[WHAT IS REQUIRED]: Continue the passage about the Guadalcanal cocoa farmers, starting after its last sentence.

[PAGE EXCERPT]:
========
Meet the farmer: Our Guadalcanal cocoa farmers are based along the North coast of the island, not too far from the historical Henderson airport. As education is mandatory on all the islands we buy from, after school, all the children are seen playing around the fermentation boxes and cocoa boxes. Our main farmer has four sisters and a wife that help maintain the farm. Each playing a part in the cocoa production – from finance to fermenting - which means it’s a family discussion when our Chocolate Makers goes out there to meet them and check the crops.
The fermenting of our cocoa beans takes place just 50 metres from the main houses and with the smell of acetic acid (vinegar) aroma that occurs during fermenting of cocoa being present during harvest season. Due to the showery squalls that dash in from the South Seas, our farmers are invested in solar drying enclosures in the form of raised drying beds that can be quickly covered with canvas after the 50-metre dash! This form of drying and not fire-drying - allows the true flavours inherent in the cocoa bean to come through without smokiness being a flavour note.
========
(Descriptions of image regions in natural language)
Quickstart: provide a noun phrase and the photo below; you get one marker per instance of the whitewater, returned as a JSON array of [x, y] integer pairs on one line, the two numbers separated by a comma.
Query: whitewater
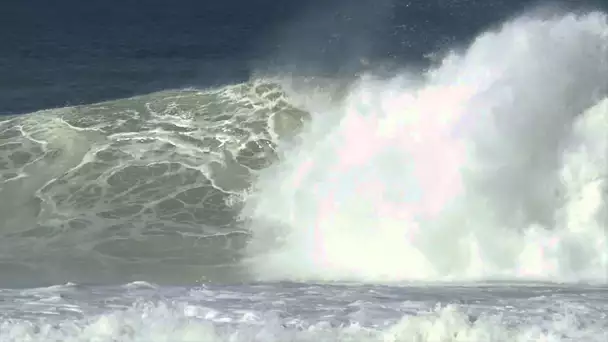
[[465, 201]]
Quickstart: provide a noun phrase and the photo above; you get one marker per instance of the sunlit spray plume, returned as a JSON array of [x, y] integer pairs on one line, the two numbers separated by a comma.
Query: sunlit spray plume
[[490, 166]]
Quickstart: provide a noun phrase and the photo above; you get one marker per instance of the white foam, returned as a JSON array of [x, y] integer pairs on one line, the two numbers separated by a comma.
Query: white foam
[[491, 165], [152, 323]]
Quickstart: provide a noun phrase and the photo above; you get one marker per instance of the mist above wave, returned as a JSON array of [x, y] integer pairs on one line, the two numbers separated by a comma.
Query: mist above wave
[[491, 165]]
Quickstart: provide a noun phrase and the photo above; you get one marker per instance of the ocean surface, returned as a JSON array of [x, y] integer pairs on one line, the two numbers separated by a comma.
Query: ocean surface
[[303, 171]]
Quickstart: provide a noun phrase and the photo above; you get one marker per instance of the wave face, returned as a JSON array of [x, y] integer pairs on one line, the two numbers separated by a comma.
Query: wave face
[[491, 165]]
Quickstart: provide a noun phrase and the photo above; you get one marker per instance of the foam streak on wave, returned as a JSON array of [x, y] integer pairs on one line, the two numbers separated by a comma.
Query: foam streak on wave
[[491, 165]]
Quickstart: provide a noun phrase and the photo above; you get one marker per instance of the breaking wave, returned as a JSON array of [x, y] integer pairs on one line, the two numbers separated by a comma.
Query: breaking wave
[[490, 165]]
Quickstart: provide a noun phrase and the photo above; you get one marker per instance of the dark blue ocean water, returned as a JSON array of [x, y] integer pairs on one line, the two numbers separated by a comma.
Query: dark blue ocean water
[[66, 52]]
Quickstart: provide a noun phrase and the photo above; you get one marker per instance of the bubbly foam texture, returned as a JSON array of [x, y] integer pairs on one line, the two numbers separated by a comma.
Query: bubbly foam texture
[[491, 165], [165, 323]]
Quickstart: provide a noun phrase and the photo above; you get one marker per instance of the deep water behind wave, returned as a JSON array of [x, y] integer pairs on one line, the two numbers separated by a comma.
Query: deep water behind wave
[[489, 165]]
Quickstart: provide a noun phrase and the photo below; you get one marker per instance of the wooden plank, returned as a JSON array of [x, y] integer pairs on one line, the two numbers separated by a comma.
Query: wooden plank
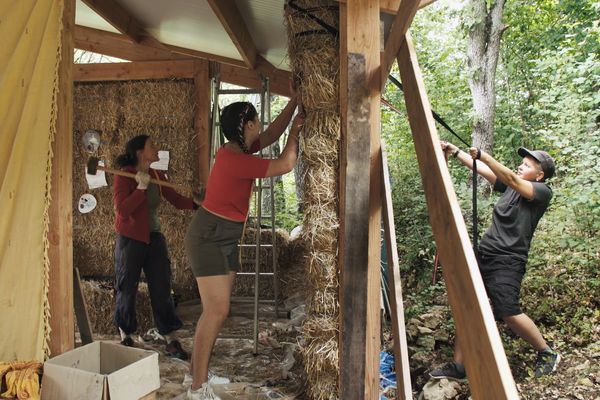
[[391, 6], [279, 81], [83, 318], [113, 13], [489, 375], [233, 22], [134, 71], [202, 118], [403, 19], [403, 382], [120, 46], [60, 234], [360, 272]]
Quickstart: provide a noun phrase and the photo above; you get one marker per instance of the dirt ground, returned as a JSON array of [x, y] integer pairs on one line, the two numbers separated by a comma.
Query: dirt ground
[[273, 373]]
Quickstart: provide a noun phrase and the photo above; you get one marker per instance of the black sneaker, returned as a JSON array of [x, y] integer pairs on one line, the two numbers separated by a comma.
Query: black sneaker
[[173, 349], [128, 341], [546, 363], [451, 370]]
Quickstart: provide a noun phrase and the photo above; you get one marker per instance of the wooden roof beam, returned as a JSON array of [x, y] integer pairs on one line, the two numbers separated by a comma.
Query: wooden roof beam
[[116, 45], [165, 69], [404, 16], [234, 24], [391, 6]]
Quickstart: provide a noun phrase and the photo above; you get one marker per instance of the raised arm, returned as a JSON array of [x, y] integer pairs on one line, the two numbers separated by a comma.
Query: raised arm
[[506, 176], [466, 160], [277, 127], [287, 159]]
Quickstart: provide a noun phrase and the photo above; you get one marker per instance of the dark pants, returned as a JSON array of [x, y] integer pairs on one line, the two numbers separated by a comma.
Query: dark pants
[[131, 256]]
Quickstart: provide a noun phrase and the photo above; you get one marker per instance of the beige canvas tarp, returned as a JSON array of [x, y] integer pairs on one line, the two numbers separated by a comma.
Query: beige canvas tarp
[[29, 54]]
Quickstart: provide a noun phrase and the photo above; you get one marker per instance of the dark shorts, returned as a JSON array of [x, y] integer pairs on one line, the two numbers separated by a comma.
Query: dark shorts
[[502, 276], [211, 244]]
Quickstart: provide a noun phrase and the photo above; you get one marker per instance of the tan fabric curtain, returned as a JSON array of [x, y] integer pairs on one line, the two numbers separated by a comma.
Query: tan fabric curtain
[[29, 55]]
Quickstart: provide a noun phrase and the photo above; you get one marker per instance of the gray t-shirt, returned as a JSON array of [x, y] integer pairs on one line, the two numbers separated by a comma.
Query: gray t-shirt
========
[TASK ANSWER]:
Discover the Island: The island of Guadalcanal, nestled in the heart of the Solomon Islands, is home to some of the finest cocoa from this region. Honiara is the Capital of the Solomon Islands and main port for all exports, including cocoa, coconut, and tuna. The cocoa trees grow in this rich volcanic soil, protected from the midday sun beneath high coconut palms.
Papua New Guinea.
Our farmers are the Goodyear and Middleton families, based on the gentle, fertile slopes of the volcano. They are both some of the main employers on the island, with farm hands having been there for generations and whole families choosing to work there due to the fair conditions.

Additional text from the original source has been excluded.